It’s not entirely true to say there are no women in Page One: Inside the New York Times, the new documentary that spends a year following the NYT media desk as they cover an imploding industry in which their paper plays a major role.
There are three female New York Times employees with speaking roles. Three who have been caught up in the layoffs that swept the NYT newsroom in 2009 — they are the only laid off reporters featured in the film, one of whom is weeping — and Susan Chira, the NYT foreign editor.
In addition, both former WSJ-er Sarah EIlison and The Nation‘s Katrina vanden Heuval are featured in talking head roles.
But the absence of female voice in the main narrative of the film is notable — which stars David Carr, Brian Stelter, Tim Arango, Bill Keller, and media editor Bruce Headlam — particularly considering this month’s news that Jill Abramson will be taking over as the paper’s first female executive editor.
This is (obviously, I hope) not to say the above-mentioned men are not deserving of the attention.
The documentary reportedly started out as one about Carr — who, according to Keller, decided he wasn’t comfortable with all the attention and looped in the paper as a whole — and is deserving of the accolades that have followed him. As is Stelter, who has basically single-handedly created the role of the serious journalist in the new media age. And media editor Headlam is just plain awesome.
However, a 88-minute documentary about the most important paper in the world during, arguably, the most important period the industry has ever undergone, that features no women power players at the paper of record does get tedious.
(On a related note, something else that gets tedious is hearing NYT devotees declare they are doing important work. With the amount of resources Page One shows them having have at their disposal — copy editors, for one! — especially compared to the bare bones blogosphere, one hopes the work they do is “important.”)
(While we’re on the subject of tedious, it’s worth noting Bill Keller comes across in Page One as a patient and admirable leader, probably a much fairer depiction than his own recent columns have inspired among readers of late.)
Anyway, turns out we women have no one to blame but ourselves.
During the Q&A following last night’s screening at the TimesCenter NYT executive editor Bill Keller listed the amount of women editors currently employed at the Times (14) and asked director Andrew Rossi why they that ratio was not represented in the film.

Extracted data entries
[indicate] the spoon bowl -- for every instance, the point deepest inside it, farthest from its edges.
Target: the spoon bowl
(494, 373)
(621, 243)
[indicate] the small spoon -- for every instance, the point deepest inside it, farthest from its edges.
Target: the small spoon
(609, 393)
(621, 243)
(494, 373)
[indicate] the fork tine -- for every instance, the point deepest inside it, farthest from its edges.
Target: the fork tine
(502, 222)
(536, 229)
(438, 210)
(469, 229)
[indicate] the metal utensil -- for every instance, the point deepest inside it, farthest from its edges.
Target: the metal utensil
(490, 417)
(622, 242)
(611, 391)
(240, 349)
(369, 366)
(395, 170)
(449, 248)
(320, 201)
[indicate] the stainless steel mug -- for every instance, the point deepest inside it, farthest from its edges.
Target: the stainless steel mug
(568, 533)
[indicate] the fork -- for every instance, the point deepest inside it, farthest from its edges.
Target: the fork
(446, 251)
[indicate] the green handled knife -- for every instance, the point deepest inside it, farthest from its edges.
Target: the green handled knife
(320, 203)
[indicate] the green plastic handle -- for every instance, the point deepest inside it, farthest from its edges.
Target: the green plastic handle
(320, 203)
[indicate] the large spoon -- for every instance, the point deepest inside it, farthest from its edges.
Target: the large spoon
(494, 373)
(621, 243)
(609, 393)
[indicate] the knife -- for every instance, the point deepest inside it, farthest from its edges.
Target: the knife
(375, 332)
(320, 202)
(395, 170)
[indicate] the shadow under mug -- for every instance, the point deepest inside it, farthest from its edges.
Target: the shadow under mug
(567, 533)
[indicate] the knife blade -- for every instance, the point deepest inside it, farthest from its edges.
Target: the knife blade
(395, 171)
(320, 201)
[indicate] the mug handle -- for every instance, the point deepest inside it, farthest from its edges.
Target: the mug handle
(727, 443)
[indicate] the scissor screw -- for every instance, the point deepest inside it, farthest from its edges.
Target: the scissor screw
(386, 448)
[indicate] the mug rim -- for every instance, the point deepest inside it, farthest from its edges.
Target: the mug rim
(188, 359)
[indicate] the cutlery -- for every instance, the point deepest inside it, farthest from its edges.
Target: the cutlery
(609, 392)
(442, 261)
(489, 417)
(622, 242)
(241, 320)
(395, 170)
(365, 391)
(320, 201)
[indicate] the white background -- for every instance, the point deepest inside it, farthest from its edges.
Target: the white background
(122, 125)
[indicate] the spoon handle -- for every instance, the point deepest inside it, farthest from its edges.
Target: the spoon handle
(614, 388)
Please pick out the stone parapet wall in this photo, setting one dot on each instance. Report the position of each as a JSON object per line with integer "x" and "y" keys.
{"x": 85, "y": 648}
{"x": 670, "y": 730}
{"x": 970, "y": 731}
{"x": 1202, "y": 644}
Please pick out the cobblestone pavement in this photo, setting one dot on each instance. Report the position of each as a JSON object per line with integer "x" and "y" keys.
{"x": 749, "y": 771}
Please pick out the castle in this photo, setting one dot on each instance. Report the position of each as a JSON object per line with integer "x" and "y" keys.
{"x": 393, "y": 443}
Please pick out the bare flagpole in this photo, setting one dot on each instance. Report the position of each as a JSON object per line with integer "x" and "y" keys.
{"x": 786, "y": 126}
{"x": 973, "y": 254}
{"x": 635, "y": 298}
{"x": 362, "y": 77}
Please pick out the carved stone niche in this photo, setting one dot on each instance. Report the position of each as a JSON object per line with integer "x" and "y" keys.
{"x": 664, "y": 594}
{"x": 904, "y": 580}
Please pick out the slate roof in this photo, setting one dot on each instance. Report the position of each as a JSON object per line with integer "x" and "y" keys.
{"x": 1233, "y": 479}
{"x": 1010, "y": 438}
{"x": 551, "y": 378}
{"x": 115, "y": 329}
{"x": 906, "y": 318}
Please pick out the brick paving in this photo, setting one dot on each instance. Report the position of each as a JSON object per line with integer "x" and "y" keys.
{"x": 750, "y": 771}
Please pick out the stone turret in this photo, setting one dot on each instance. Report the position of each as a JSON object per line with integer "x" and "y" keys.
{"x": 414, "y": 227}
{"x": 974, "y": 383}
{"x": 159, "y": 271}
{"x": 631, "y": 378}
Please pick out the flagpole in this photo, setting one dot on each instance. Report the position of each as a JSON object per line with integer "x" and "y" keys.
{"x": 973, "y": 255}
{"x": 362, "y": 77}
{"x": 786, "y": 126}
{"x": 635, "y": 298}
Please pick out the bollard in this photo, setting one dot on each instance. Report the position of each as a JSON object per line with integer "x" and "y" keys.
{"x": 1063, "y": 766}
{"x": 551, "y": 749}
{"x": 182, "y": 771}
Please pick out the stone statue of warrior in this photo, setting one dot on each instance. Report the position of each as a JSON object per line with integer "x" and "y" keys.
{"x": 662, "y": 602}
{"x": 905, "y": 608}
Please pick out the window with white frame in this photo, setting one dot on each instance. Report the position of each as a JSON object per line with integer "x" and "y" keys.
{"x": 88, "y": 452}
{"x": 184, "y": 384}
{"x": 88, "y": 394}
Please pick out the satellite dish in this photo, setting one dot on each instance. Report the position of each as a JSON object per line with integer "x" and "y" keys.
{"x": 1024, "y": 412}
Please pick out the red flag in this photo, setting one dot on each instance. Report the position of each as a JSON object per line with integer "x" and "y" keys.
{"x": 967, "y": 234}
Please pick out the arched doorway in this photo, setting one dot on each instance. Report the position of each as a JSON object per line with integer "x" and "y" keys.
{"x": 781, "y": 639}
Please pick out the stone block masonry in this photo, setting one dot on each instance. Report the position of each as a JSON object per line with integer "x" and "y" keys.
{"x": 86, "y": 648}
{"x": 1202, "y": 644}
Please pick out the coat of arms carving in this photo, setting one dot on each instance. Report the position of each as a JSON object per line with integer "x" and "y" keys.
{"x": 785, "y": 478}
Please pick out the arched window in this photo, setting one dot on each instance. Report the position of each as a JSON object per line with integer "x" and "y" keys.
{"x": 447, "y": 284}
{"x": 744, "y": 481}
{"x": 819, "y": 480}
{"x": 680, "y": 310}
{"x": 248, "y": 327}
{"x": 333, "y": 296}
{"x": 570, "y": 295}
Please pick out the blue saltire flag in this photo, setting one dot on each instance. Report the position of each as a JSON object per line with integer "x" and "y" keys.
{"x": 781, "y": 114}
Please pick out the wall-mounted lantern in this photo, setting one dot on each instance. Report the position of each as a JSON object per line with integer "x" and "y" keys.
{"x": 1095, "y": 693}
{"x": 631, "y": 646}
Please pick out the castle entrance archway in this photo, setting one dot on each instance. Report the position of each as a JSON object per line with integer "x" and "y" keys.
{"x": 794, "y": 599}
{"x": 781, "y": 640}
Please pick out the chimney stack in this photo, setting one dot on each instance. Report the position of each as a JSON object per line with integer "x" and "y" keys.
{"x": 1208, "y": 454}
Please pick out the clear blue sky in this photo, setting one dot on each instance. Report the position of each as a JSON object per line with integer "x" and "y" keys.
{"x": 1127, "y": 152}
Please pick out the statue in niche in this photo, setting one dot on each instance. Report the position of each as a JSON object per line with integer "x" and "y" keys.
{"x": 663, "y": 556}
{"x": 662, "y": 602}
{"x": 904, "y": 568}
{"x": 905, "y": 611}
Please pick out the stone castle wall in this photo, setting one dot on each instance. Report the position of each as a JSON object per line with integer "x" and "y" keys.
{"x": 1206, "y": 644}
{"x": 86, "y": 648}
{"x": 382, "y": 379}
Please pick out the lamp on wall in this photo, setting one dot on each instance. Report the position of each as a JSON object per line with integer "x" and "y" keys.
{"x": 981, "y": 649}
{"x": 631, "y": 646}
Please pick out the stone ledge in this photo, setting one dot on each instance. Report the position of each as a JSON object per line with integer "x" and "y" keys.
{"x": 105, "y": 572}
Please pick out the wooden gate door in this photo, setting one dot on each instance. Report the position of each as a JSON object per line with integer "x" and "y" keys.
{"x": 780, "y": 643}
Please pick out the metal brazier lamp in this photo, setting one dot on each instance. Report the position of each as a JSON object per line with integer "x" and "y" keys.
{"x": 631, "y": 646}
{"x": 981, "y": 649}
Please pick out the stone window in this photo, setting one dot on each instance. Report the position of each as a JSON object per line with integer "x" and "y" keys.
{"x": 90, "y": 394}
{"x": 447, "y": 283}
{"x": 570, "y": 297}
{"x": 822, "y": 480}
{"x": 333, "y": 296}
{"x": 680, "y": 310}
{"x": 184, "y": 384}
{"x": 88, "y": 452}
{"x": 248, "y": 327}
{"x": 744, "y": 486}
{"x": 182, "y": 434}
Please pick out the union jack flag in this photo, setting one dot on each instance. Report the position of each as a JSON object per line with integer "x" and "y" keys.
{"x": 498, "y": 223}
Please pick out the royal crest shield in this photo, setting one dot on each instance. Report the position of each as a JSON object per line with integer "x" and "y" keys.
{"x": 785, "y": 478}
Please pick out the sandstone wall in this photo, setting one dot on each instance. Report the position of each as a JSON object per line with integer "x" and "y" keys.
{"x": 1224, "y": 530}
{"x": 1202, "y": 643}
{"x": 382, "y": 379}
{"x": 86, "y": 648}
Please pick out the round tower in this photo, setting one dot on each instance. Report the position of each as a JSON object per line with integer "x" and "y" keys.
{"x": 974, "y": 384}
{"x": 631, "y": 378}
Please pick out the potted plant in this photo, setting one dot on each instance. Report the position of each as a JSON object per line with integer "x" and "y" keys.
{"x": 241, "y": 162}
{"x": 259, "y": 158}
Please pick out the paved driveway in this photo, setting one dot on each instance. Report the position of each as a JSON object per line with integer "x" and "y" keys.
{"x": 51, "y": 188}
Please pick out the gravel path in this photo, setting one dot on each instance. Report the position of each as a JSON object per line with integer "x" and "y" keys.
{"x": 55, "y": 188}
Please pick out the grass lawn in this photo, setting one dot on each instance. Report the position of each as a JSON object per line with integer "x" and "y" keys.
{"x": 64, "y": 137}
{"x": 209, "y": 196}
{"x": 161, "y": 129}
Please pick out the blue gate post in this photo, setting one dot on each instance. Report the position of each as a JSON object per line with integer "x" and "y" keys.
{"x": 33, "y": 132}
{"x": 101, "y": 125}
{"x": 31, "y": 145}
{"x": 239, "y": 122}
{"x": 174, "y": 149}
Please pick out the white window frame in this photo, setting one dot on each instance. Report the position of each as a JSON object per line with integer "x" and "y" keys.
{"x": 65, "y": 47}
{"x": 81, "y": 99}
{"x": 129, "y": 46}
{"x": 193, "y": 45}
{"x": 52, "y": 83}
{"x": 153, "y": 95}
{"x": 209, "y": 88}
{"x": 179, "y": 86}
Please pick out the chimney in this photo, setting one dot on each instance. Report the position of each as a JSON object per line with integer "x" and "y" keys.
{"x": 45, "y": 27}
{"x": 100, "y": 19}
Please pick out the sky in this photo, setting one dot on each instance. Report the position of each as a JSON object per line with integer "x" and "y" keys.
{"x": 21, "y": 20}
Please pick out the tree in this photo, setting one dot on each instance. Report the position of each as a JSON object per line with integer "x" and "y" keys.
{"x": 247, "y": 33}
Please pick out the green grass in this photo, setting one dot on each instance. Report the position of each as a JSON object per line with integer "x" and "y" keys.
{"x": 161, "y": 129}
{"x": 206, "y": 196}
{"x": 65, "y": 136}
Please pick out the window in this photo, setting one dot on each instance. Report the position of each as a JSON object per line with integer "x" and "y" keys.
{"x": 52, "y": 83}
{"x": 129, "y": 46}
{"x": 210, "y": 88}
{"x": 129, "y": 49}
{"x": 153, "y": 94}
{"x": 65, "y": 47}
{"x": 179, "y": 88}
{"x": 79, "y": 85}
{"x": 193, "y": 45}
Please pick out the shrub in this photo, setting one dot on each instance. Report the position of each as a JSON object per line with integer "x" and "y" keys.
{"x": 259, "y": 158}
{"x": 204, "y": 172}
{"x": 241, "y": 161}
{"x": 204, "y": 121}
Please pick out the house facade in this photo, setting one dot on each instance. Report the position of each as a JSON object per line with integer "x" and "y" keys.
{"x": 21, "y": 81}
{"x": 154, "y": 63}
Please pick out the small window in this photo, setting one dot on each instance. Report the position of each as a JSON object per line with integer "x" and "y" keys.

Work instructions →
a: Answer these questions from the Page One review:
(i) How long does the documentary run?
(ii) Who is the NYT foreign editor?
(iii) How many women editors did Bill Keller say the Times currently employs?
b: Please rewrite the Page One review from "(On a related" to "blame but ourselves.", substituting "tiresome" for "tedious" throughout.
The rows are not needed here.

Solutions to the tasks →
a:
(i) 88 minutes
(ii) Susan Chira
(iii) 14

b:
(On a related note, something else that gets tiresome is hearing NYT devotees declare they are doing important work. With the amount of resources Page One shows them having have at their disposal — copy editors, for one! — especially compared to the bare bones blogosphere, one hopes the work they do is “important.”)
(While we’re on the subject of tiresome, it’s worth noting Bill Keller comes across in Page One as a patient and admirable leader, probably a much fairer depiction than his own recent columns have inspired among readers of late.)
Anyway, turns out we women have no one to blame but ourselves.